━━━━━ ENTRIES SHOWN

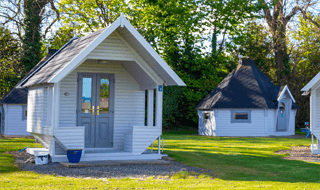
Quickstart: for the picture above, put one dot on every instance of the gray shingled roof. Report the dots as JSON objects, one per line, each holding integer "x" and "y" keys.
{"x": 59, "y": 61}
{"x": 20, "y": 95}
{"x": 16, "y": 96}
{"x": 245, "y": 87}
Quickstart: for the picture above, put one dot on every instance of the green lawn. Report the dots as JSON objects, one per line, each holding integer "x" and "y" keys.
{"x": 238, "y": 163}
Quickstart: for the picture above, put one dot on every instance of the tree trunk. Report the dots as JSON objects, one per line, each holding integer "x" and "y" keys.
{"x": 31, "y": 42}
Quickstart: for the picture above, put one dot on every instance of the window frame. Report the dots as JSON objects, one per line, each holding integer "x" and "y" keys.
{"x": 233, "y": 120}
{"x": 24, "y": 116}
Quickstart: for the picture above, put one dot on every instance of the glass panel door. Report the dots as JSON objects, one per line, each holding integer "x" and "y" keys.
{"x": 86, "y": 103}
{"x": 104, "y": 95}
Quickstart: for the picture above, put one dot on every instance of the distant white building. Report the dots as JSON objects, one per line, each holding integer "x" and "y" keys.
{"x": 313, "y": 88}
{"x": 247, "y": 103}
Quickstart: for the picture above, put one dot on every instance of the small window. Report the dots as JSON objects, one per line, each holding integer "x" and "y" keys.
{"x": 24, "y": 112}
{"x": 241, "y": 116}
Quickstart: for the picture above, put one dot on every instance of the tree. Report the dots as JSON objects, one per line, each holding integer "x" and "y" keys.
{"x": 305, "y": 61}
{"x": 27, "y": 19}
{"x": 275, "y": 14}
{"x": 91, "y": 14}
{"x": 255, "y": 41}
{"x": 10, "y": 70}
{"x": 224, "y": 17}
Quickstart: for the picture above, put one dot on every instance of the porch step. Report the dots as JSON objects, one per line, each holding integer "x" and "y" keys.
{"x": 35, "y": 151}
{"x": 110, "y": 157}
{"x": 114, "y": 163}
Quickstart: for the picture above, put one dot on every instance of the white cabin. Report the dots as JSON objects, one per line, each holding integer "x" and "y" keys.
{"x": 313, "y": 88}
{"x": 247, "y": 103}
{"x": 13, "y": 110}
{"x": 91, "y": 95}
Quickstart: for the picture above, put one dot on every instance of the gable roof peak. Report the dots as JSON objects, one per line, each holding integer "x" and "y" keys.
{"x": 248, "y": 62}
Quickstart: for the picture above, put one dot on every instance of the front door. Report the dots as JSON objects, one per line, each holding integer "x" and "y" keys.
{"x": 96, "y": 108}
{"x": 282, "y": 115}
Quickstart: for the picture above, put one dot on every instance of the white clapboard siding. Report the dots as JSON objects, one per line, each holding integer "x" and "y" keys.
{"x": 142, "y": 138}
{"x": 316, "y": 114}
{"x": 75, "y": 141}
{"x": 14, "y": 123}
{"x": 255, "y": 128}
{"x": 35, "y": 116}
{"x": 129, "y": 106}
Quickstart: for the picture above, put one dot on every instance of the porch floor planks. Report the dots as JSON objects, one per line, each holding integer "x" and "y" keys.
{"x": 114, "y": 163}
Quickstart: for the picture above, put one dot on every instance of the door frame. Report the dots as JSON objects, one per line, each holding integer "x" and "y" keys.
{"x": 285, "y": 115}
{"x": 79, "y": 106}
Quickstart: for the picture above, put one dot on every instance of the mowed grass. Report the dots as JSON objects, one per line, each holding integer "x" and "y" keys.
{"x": 238, "y": 163}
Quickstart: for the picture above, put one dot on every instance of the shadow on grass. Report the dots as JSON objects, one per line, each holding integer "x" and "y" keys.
{"x": 249, "y": 167}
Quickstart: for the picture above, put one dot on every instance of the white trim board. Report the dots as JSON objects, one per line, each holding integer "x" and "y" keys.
{"x": 282, "y": 93}
{"x": 120, "y": 22}
{"x": 311, "y": 83}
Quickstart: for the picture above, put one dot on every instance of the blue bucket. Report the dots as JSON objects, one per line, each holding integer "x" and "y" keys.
{"x": 74, "y": 155}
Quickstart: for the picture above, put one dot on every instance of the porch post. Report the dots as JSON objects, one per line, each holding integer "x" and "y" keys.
{"x": 150, "y": 107}
{"x": 159, "y": 99}
{"x": 159, "y": 143}
{"x": 159, "y": 96}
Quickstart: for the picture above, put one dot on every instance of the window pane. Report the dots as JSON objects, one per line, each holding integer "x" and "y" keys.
{"x": 104, "y": 95}
{"x": 240, "y": 115}
{"x": 86, "y": 95}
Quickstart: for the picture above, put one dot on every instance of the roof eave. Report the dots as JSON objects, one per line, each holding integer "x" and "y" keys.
{"x": 282, "y": 93}
{"x": 311, "y": 83}
{"x": 120, "y": 22}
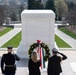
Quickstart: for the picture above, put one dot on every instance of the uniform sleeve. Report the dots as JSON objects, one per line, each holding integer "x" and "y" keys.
{"x": 2, "y": 64}
{"x": 48, "y": 68}
{"x": 29, "y": 65}
{"x": 17, "y": 58}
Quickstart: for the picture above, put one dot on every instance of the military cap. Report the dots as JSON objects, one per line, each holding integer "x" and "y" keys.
{"x": 9, "y": 47}
{"x": 54, "y": 50}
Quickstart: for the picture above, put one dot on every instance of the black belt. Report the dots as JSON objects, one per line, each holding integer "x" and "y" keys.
{"x": 10, "y": 65}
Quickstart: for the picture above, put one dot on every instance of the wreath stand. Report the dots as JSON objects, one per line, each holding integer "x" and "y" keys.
{"x": 42, "y": 45}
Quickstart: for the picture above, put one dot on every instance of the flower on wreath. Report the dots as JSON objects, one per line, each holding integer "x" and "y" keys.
{"x": 43, "y": 45}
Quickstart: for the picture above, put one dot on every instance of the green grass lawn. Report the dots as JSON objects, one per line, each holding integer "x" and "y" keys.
{"x": 14, "y": 41}
{"x": 5, "y": 31}
{"x": 68, "y": 32}
{"x": 61, "y": 43}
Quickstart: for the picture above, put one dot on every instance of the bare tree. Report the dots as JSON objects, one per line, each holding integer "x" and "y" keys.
{"x": 71, "y": 16}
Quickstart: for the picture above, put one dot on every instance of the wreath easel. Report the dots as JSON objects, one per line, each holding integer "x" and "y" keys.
{"x": 42, "y": 45}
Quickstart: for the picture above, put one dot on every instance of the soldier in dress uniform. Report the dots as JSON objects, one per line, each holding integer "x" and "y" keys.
{"x": 8, "y": 66}
{"x": 54, "y": 63}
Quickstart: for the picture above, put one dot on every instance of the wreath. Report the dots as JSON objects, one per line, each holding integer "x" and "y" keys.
{"x": 42, "y": 45}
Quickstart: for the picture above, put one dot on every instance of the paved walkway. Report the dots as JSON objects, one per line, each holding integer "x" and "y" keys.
{"x": 9, "y": 35}
{"x": 66, "y": 38}
{"x": 68, "y": 66}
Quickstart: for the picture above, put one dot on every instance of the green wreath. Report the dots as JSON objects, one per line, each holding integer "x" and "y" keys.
{"x": 43, "y": 45}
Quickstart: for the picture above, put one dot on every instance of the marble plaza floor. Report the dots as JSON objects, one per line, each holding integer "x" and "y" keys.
{"x": 68, "y": 66}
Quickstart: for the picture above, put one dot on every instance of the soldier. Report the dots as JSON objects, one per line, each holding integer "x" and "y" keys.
{"x": 8, "y": 66}
{"x": 54, "y": 63}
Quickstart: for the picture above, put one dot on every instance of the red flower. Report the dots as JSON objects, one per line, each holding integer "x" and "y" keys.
{"x": 38, "y": 41}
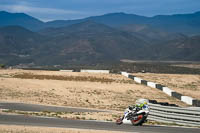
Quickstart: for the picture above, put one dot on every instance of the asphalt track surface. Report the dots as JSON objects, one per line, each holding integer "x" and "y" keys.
{"x": 40, "y": 108}
{"x": 80, "y": 124}
{"x": 64, "y": 123}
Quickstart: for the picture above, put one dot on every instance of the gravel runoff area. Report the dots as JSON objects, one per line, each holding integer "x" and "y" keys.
{"x": 31, "y": 129}
{"x": 99, "y": 91}
{"x": 186, "y": 84}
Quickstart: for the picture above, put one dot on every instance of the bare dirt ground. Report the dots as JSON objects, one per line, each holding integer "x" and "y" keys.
{"x": 29, "y": 129}
{"x": 188, "y": 85}
{"x": 101, "y": 91}
{"x": 197, "y": 66}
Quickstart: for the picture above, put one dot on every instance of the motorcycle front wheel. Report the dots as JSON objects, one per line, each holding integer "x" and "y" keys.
{"x": 119, "y": 121}
{"x": 139, "y": 121}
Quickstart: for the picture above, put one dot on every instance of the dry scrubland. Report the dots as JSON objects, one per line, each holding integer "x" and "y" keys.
{"x": 188, "y": 85}
{"x": 28, "y": 129}
{"x": 102, "y": 91}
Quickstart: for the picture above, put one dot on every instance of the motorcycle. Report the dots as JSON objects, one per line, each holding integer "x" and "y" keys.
{"x": 137, "y": 116}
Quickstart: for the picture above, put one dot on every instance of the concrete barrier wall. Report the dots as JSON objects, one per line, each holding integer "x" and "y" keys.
{"x": 95, "y": 71}
{"x": 151, "y": 84}
{"x": 187, "y": 99}
{"x": 125, "y": 74}
{"x": 182, "y": 116}
{"x": 166, "y": 90}
{"x": 66, "y": 70}
{"x": 138, "y": 80}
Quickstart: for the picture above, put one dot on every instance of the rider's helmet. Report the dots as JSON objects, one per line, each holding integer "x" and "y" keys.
{"x": 141, "y": 102}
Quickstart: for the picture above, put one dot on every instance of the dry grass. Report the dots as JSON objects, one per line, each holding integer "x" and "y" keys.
{"x": 197, "y": 66}
{"x": 29, "y": 129}
{"x": 188, "y": 85}
{"x": 102, "y": 95}
{"x": 100, "y": 116}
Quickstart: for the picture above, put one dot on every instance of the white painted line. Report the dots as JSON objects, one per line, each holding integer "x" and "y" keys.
{"x": 187, "y": 99}
{"x": 151, "y": 84}
{"x": 125, "y": 74}
{"x": 138, "y": 80}
{"x": 168, "y": 91}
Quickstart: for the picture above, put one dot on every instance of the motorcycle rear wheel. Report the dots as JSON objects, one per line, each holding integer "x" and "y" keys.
{"x": 119, "y": 121}
{"x": 140, "y": 121}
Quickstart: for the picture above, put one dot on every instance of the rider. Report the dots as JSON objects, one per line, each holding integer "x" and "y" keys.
{"x": 138, "y": 106}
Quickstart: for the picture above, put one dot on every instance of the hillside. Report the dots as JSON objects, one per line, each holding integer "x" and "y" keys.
{"x": 20, "y": 19}
{"x": 92, "y": 40}
{"x": 177, "y": 23}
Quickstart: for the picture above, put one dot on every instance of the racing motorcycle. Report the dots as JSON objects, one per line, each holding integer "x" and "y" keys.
{"x": 136, "y": 115}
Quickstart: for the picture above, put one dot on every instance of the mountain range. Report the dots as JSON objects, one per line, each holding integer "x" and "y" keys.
{"x": 110, "y": 37}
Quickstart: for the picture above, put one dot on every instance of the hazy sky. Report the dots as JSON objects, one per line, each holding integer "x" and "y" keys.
{"x": 73, "y": 9}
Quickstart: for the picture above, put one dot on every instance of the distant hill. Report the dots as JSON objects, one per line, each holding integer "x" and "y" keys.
{"x": 91, "y": 41}
{"x": 17, "y": 44}
{"x": 179, "y": 23}
{"x": 106, "y": 38}
{"x": 186, "y": 49}
{"x": 20, "y": 19}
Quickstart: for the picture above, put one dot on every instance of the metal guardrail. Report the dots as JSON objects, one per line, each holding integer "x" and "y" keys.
{"x": 174, "y": 115}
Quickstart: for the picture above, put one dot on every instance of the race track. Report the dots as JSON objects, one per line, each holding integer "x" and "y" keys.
{"x": 55, "y": 122}
{"x": 10, "y": 119}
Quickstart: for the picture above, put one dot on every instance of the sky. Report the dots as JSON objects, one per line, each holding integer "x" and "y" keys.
{"x": 47, "y": 10}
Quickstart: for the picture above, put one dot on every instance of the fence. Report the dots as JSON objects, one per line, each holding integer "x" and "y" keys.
{"x": 175, "y": 115}
{"x": 166, "y": 90}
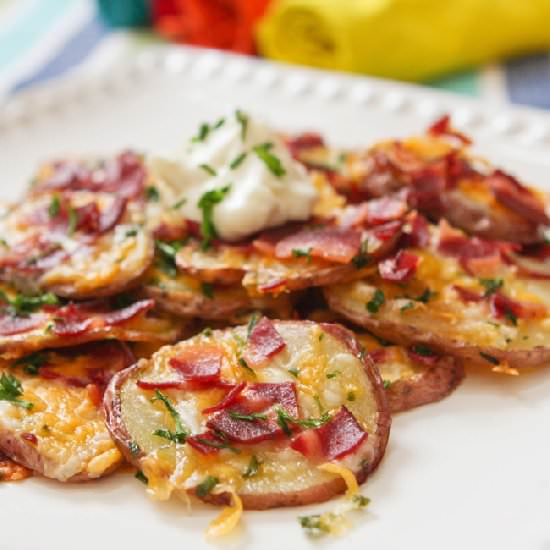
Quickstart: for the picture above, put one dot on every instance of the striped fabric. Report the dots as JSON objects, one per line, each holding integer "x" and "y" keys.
{"x": 42, "y": 39}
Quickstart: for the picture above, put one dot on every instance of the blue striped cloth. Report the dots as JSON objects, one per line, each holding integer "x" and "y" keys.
{"x": 43, "y": 39}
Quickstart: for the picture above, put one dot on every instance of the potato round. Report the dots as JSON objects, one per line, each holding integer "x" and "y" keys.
{"x": 285, "y": 476}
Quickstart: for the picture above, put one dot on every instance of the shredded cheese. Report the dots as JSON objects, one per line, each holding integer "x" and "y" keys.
{"x": 229, "y": 516}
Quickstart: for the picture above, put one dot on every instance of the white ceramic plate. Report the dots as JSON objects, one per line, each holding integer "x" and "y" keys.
{"x": 470, "y": 472}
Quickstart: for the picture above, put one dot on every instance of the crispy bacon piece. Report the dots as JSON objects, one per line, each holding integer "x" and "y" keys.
{"x": 256, "y": 399}
{"x": 75, "y": 319}
{"x": 336, "y": 245}
{"x": 443, "y": 127}
{"x": 124, "y": 175}
{"x": 264, "y": 342}
{"x": 400, "y": 268}
{"x": 338, "y": 438}
{"x": 504, "y": 307}
{"x": 11, "y": 325}
{"x": 518, "y": 198}
{"x": 200, "y": 365}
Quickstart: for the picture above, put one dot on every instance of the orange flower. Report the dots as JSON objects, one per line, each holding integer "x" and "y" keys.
{"x": 222, "y": 24}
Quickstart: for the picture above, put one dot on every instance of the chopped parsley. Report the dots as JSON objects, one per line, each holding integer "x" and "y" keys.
{"x": 377, "y": 300}
{"x": 180, "y": 434}
{"x": 491, "y": 285}
{"x": 141, "y": 477}
{"x": 32, "y": 363}
{"x": 178, "y": 204}
{"x": 362, "y": 259}
{"x": 166, "y": 256}
{"x": 134, "y": 448}
{"x": 205, "y": 487}
{"x": 252, "y": 468}
{"x": 152, "y": 194}
{"x": 242, "y": 119}
{"x": 55, "y": 207}
{"x": 207, "y": 290}
{"x": 206, "y": 203}
{"x": 11, "y": 390}
{"x": 302, "y": 253}
{"x": 423, "y": 350}
{"x": 237, "y": 161}
{"x": 208, "y": 169}
{"x": 252, "y": 417}
{"x": 489, "y": 358}
{"x": 272, "y": 162}
{"x": 314, "y": 524}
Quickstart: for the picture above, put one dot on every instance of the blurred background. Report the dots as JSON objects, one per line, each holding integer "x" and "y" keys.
{"x": 497, "y": 49}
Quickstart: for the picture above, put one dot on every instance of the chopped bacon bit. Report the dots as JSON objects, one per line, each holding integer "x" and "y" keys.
{"x": 518, "y": 198}
{"x": 257, "y": 398}
{"x": 200, "y": 364}
{"x": 443, "y": 127}
{"x": 10, "y": 325}
{"x": 467, "y": 295}
{"x": 31, "y": 438}
{"x": 228, "y": 400}
{"x": 123, "y": 175}
{"x": 338, "y": 438}
{"x": 337, "y": 245}
{"x": 418, "y": 234}
{"x": 198, "y": 443}
{"x": 504, "y": 307}
{"x": 94, "y": 394}
{"x": 264, "y": 342}
{"x": 426, "y": 359}
{"x": 378, "y": 355}
{"x": 400, "y": 268}
{"x": 166, "y": 232}
{"x": 127, "y": 313}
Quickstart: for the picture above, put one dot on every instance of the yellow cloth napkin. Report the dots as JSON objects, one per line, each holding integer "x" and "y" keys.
{"x": 404, "y": 39}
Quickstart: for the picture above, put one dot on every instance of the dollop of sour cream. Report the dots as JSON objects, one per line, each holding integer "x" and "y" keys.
{"x": 263, "y": 185}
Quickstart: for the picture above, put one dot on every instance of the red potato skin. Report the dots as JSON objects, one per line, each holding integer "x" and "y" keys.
{"x": 406, "y": 334}
{"x": 320, "y": 493}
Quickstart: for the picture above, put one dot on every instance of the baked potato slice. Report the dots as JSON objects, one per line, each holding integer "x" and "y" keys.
{"x": 77, "y": 245}
{"x": 459, "y": 297}
{"x": 443, "y": 180}
{"x": 51, "y": 419}
{"x": 185, "y": 296}
{"x": 32, "y": 323}
{"x": 252, "y": 423}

━━━━━━━━━━

Output exactly the lines from the one containing "of the yellow" through the last line of the entries, both ends included.

Quickstart: for the picture above, put one dot on every instance of the yellow cloth napkin. Report the dots as JSON objects, one per line, each holding integer "x" and "y" keys.
{"x": 404, "y": 39}
Quickstart: for the picture above, put one dot on every instance of the dollop of sour cream. Report the dots as JSON objects, one per line, each holding integer "x" and "y" keys.
{"x": 263, "y": 185}
Quickstart: for the picture above, put one dot on every instance of the red potato skin. Report the dots as JSON objects, one per line, each holding integer "x" and "y" keys.
{"x": 406, "y": 334}
{"x": 320, "y": 493}
Quickstart: for the picture above, put one dot on every instance of the baked potato slice. Report the dots as JSON objects, one per line, each holding integer "x" and "y" keys.
{"x": 77, "y": 245}
{"x": 459, "y": 297}
{"x": 443, "y": 180}
{"x": 51, "y": 419}
{"x": 185, "y": 296}
{"x": 32, "y": 323}
{"x": 252, "y": 423}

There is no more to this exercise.